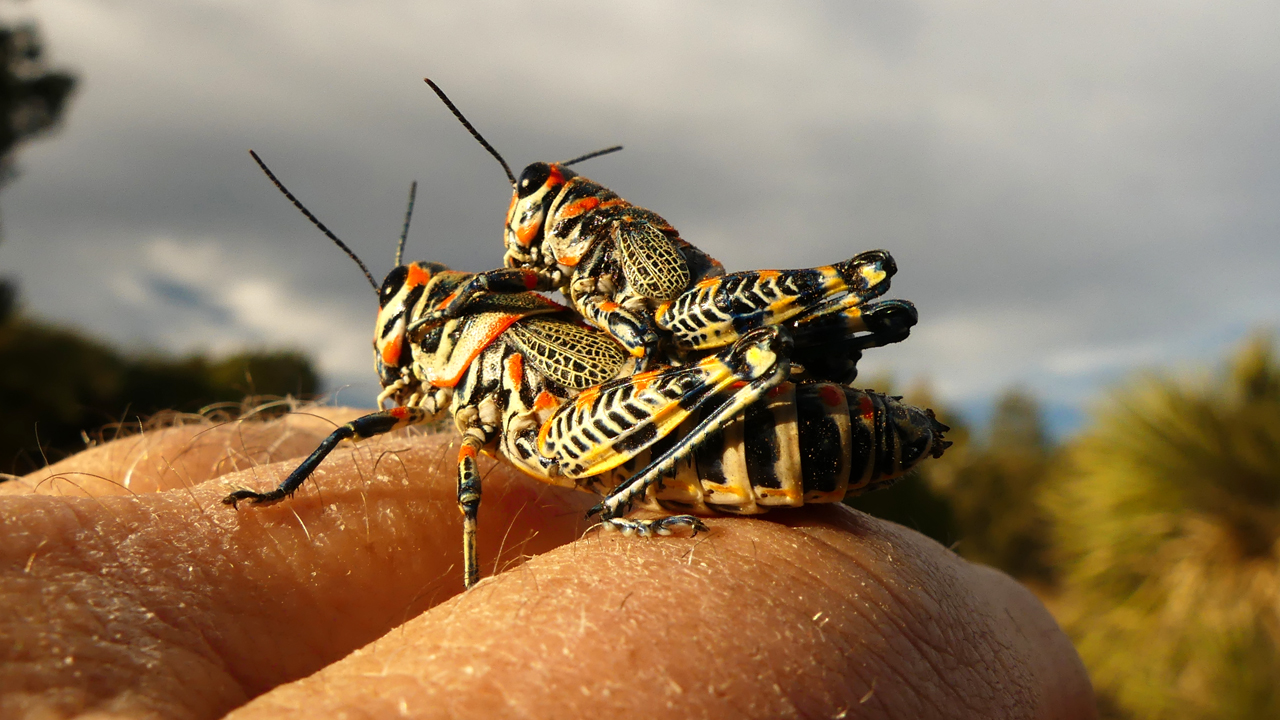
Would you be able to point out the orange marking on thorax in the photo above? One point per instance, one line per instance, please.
(392, 350)
(867, 409)
(449, 299)
(516, 369)
(579, 206)
(417, 276)
(480, 333)
(545, 401)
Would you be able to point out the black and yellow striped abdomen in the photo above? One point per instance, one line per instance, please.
(810, 442)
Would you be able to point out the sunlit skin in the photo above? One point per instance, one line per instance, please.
(155, 604)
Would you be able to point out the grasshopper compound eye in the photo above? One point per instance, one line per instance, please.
(533, 178)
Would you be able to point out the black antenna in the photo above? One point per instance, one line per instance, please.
(312, 218)
(408, 213)
(589, 155)
(471, 130)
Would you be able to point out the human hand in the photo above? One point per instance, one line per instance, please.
(165, 602)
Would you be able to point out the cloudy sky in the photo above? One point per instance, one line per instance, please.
(1072, 190)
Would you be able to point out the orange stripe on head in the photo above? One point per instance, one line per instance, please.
(417, 276)
(526, 233)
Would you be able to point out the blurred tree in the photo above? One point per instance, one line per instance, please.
(58, 387)
(996, 487)
(1168, 527)
(32, 99)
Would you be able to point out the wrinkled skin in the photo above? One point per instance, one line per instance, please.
(158, 601)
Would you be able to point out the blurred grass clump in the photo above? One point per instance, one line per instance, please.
(1166, 519)
(1153, 534)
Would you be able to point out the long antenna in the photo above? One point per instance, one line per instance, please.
(312, 218)
(589, 155)
(408, 213)
(471, 130)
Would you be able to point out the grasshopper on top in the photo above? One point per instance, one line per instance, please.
(626, 270)
(521, 377)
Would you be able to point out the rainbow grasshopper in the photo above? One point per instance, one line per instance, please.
(626, 270)
(522, 377)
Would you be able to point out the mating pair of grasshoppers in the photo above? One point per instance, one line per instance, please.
(681, 390)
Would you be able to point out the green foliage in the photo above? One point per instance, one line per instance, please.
(995, 488)
(1168, 532)
(56, 387)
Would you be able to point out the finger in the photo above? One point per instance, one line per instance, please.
(832, 614)
(177, 605)
(182, 455)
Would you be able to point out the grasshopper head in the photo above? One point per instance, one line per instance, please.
(401, 299)
(533, 196)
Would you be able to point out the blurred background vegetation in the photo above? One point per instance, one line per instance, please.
(1153, 534)
(59, 388)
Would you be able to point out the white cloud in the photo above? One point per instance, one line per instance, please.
(1070, 190)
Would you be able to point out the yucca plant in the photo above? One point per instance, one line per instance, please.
(1168, 532)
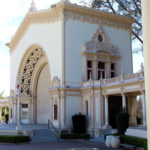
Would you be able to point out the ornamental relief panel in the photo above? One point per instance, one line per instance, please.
(100, 45)
(26, 78)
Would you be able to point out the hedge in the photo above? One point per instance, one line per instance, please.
(75, 136)
(14, 138)
(139, 142)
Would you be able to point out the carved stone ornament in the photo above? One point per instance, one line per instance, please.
(55, 82)
(103, 47)
(26, 79)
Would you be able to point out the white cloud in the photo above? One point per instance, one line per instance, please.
(11, 15)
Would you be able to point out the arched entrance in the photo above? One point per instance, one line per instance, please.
(34, 84)
(115, 106)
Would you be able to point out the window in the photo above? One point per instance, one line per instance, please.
(112, 70)
(101, 70)
(24, 105)
(55, 112)
(86, 108)
(100, 38)
(89, 69)
(11, 113)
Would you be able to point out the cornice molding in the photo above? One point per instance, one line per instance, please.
(70, 11)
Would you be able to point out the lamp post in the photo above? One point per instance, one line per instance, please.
(18, 127)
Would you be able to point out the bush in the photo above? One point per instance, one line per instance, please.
(79, 123)
(14, 138)
(122, 121)
(140, 142)
(75, 136)
(116, 134)
(6, 118)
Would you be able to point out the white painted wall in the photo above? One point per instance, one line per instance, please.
(73, 106)
(48, 36)
(78, 32)
(121, 38)
(43, 100)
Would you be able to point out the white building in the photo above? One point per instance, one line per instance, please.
(73, 59)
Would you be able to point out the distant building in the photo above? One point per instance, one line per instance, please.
(73, 59)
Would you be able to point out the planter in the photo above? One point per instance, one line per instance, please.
(115, 141)
(108, 140)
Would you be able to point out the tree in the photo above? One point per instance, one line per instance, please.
(131, 8)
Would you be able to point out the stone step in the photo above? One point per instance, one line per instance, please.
(43, 135)
(101, 137)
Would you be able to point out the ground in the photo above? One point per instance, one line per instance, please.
(67, 145)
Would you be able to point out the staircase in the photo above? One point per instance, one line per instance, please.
(43, 135)
(101, 137)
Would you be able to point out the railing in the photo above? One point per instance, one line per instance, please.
(104, 82)
(54, 129)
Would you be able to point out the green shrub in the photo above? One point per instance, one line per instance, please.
(140, 142)
(115, 134)
(6, 118)
(14, 138)
(79, 123)
(122, 121)
(75, 136)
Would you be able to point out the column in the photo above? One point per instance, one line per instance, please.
(107, 70)
(0, 114)
(143, 109)
(106, 111)
(123, 101)
(146, 33)
(94, 70)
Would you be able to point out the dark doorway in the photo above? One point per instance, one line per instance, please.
(115, 105)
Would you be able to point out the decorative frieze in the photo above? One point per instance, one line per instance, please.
(65, 11)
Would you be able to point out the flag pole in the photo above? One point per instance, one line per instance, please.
(18, 127)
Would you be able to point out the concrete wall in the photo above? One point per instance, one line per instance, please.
(73, 106)
(121, 39)
(43, 100)
(78, 32)
(48, 37)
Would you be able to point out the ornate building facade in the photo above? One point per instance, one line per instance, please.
(73, 59)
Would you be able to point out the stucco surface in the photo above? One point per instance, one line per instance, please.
(121, 39)
(48, 37)
(43, 100)
(76, 34)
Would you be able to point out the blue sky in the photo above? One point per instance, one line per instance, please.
(11, 15)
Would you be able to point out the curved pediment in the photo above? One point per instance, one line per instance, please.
(100, 43)
(55, 82)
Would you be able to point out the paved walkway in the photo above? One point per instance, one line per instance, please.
(72, 145)
(24, 127)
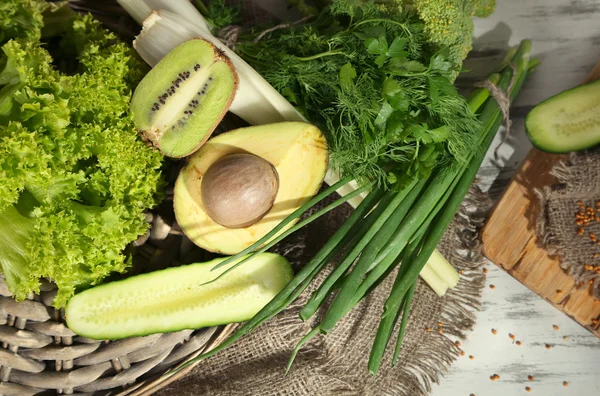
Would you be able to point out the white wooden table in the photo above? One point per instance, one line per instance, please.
(566, 36)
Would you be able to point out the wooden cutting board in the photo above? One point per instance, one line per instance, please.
(509, 240)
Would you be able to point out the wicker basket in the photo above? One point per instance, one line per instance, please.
(40, 355)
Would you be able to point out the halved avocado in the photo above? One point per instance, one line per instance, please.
(297, 150)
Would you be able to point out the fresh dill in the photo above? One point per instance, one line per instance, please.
(367, 76)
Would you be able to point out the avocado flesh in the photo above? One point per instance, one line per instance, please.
(297, 150)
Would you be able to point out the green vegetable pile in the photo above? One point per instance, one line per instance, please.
(383, 92)
(370, 78)
(75, 179)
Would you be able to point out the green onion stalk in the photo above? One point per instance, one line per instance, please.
(396, 229)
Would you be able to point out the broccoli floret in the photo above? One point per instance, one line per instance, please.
(450, 22)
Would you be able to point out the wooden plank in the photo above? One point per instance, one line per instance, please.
(510, 242)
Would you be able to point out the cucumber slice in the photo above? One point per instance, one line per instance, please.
(569, 121)
(173, 300)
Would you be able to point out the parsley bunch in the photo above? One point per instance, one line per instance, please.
(367, 76)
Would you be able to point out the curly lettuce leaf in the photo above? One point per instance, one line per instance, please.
(75, 178)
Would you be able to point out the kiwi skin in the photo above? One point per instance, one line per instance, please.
(141, 106)
(219, 56)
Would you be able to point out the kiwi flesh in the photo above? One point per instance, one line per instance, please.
(183, 98)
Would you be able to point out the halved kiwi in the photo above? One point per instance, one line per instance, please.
(183, 98)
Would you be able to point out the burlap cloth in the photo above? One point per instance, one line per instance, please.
(337, 364)
(577, 180)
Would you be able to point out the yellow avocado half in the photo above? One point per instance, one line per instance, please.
(297, 150)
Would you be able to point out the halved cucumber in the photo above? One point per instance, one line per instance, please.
(569, 121)
(173, 299)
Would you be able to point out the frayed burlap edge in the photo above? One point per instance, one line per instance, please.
(421, 365)
(563, 172)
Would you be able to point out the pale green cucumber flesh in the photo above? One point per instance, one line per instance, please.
(177, 298)
(569, 121)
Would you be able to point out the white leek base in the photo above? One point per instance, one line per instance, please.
(174, 21)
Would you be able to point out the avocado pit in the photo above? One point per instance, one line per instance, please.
(239, 189)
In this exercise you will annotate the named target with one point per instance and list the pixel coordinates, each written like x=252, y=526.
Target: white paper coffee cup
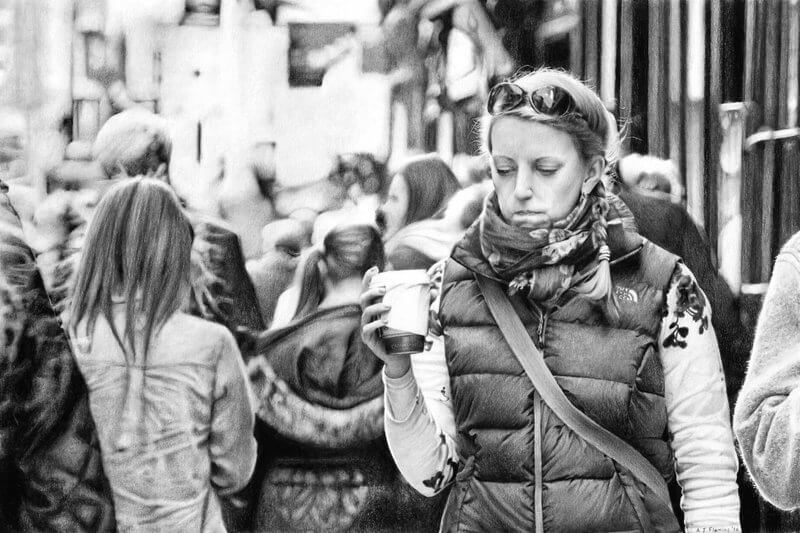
x=408, y=295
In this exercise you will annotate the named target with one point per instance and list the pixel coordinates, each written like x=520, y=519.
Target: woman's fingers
x=372, y=328
x=370, y=295
x=373, y=312
x=367, y=279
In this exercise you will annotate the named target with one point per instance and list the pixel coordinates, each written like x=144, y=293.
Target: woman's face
x=537, y=172
x=393, y=211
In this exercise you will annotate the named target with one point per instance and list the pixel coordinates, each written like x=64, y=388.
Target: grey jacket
x=766, y=416
x=175, y=431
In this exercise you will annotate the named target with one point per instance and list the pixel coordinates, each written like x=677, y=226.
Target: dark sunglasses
x=546, y=100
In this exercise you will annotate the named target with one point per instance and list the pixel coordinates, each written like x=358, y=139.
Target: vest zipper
x=538, y=517
x=542, y=326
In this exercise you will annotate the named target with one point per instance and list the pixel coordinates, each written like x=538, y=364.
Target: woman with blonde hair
x=578, y=373
x=168, y=391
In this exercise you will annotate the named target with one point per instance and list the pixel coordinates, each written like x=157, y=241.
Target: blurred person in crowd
x=169, y=390
x=419, y=190
x=282, y=242
x=432, y=239
x=670, y=226
x=619, y=322
x=325, y=464
x=134, y=142
x=51, y=476
x=137, y=141
x=766, y=414
x=651, y=175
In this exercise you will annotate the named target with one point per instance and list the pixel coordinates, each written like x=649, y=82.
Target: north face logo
x=624, y=294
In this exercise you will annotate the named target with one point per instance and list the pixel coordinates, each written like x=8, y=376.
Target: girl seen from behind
x=168, y=390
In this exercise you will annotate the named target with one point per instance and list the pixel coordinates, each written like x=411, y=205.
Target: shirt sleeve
x=767, y=412
x=697, y=409
x=232, y=445
x=419, y=420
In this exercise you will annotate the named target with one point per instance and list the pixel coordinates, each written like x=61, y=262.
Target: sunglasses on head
x=546, y=100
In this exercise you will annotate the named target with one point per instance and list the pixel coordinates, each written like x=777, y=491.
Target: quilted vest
x=513, y=446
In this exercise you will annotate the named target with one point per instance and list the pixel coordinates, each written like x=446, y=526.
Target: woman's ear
x=596, y=167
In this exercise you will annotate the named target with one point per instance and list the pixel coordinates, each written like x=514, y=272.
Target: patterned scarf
x=546, y=262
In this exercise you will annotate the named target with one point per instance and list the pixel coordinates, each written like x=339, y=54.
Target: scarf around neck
x=572, y=254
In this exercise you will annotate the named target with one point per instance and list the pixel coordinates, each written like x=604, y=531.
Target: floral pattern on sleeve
x=687, y=308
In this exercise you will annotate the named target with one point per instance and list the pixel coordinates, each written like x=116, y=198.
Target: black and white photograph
x=399, y=266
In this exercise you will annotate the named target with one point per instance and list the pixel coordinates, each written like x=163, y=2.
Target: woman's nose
x=523, y=186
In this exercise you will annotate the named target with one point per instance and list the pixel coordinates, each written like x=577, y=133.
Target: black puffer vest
x=523, y=468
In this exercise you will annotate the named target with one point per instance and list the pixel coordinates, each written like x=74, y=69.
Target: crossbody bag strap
x=532, y=361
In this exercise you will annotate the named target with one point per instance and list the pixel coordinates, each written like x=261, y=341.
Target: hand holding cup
x=395, y=316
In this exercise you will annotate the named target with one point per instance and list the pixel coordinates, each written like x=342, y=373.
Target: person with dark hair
x=169, y=390
x=418, y=191
x=51, y=475
x=574, y=371
x=324, y=464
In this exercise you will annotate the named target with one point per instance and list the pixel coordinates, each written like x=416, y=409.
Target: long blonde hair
x=137, y=251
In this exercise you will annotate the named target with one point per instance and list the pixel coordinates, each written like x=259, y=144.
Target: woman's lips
x=530, y=219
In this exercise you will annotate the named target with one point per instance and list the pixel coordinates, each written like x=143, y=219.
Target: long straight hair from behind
x=137, y=253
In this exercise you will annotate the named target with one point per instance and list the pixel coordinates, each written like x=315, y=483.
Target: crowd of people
x=154, y=378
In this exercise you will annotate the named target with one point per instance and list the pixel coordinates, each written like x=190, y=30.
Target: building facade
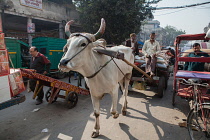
x=27, y=19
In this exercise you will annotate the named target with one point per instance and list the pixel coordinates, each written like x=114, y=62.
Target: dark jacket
x=128, y=44
x=40, y=64
x=195, y=66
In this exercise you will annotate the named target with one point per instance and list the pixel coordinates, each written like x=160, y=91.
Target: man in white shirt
x=133, y=44
x=150, y=50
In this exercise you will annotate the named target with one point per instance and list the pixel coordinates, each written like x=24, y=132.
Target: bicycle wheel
x=196, y=124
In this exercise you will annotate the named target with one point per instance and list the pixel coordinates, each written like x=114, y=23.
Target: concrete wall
x=50, y=11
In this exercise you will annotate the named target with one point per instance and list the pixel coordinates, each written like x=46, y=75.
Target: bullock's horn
x=67, y=28
x=101, y=29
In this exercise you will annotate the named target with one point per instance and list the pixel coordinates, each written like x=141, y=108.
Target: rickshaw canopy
x=190, y=37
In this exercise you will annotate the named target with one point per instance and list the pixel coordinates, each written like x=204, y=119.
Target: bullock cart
x=55, y=86
x=160, y=80
x=180, y=89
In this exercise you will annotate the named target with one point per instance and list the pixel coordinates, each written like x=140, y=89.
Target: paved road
x=148, y=118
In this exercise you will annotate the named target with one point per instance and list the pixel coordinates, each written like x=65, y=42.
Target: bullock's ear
x=100, y=43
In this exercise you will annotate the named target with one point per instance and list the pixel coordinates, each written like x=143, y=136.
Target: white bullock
x=80, y=56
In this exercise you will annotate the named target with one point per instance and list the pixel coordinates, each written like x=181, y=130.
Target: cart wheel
x=72, y=99
x=161, y=86
x=48, y=94
x=173, y=97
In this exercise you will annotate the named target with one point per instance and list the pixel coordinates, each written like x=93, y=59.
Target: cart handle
x=193, y=82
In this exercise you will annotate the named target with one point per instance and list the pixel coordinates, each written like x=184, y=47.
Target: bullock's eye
x=83, y=44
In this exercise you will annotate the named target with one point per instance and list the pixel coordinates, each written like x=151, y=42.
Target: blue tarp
x=139, y=42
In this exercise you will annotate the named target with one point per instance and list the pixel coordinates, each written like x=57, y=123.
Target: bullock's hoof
x=124, y=113
x=95, y=134
x=115, y=116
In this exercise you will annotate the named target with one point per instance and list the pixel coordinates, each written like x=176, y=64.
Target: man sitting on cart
x=150, y=50
x=195, y=66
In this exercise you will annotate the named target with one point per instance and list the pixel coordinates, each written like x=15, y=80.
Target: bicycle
x=198, y=120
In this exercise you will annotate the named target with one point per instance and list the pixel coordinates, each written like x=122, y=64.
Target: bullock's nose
x=64, y=62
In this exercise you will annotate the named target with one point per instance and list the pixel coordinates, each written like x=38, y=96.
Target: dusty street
x=148, y=118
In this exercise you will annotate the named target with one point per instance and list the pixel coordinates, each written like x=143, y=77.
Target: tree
x=169, y=35
x=122, y=17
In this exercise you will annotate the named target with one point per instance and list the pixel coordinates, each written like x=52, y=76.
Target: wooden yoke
x=120, y=55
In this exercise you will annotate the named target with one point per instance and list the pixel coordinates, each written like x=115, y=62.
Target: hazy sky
x=191, y=20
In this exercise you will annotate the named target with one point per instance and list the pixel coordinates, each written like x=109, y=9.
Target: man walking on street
x=42, y=66
x=150, y=50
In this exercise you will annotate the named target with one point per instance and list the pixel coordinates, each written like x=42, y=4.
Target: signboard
x=32, y=3
x=31, y=28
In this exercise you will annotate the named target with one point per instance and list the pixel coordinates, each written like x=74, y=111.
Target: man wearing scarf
x=150, y=50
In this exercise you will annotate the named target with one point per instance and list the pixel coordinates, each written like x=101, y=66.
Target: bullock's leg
x=96, y=107
x=114, y=95
x=125, y=93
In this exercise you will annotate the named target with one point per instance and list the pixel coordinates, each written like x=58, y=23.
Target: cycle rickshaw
x=193, y=86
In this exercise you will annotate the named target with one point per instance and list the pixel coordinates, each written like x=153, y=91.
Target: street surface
x=148, y=118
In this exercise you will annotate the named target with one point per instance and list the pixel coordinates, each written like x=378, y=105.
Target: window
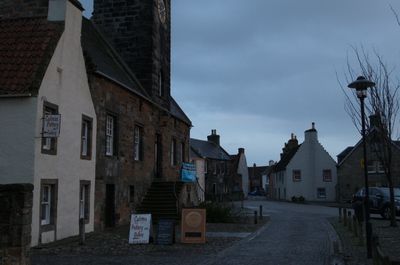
x=173, y=152
x=296, y=175
x=110, y=135
x=49, y=144
x=182, y=152
x=84, y=200
x=138, y=144
x=131, y=193
x=375, y=167
x=321, y=193
x=86, y=137
x=160, y=84
x=48, y=203
x=327, y=175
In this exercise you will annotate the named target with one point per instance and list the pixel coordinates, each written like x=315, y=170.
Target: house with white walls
x=305, y=170
x=47, y=115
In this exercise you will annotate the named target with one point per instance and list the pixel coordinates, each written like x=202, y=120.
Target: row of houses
x=307, y=170
x=89, y=121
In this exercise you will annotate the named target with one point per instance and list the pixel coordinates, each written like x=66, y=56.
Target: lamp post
x=361, y=85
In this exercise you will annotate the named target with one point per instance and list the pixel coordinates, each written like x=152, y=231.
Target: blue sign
x=188, y=173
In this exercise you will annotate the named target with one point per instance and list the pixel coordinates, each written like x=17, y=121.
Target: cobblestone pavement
x=295, y=234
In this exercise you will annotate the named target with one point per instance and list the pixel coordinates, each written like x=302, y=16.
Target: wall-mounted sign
x=188, y=173
x=51, y=125
x=139, y=232
x=193, y=226
x=165, y=232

════════════════

▸ What is expected
Every line from the one containing "like x=315, y=170." through the last line of the entries must be written out verbatim, and no other line.

▸ Task output
In this exercise you will annotate the named target with one point per instance and list the pixel coordinates, each written like x=315, y=170.
Target: house with white walls
x=305, y=170
x=47, y=115
In this exercise you will annotate the named target with one point per instance and list the pixel coordinates, each written like x=202, y=120.
Target: row of houses
x=307, y=170
x=89, y=121
In this exercise you will annotate the named target with one point per instance and list the pixel coordinates, each written like x=66, y=56.
Target: lamp post
x=361, y=85
In this exercise you will annotate the named target with one point per instance and list the pixel coordinates, each written like x=152, y=231.
Target: blue sign
x=188, y=173
In this exercise you will annotate the named target with one point per instance and list the pixel coordinates, each written like x=17, y=121.
Target: cobblestone pavement
x=295, y=234
In this exercise you will annotate the named target with one point per instance and list the pixel coordinates, each written like x=302, y=16.
Target: wall-mounted sign
x=188, y=173
x=51, y=125
x=139, y=232
x=193, y=226
x=165, y=232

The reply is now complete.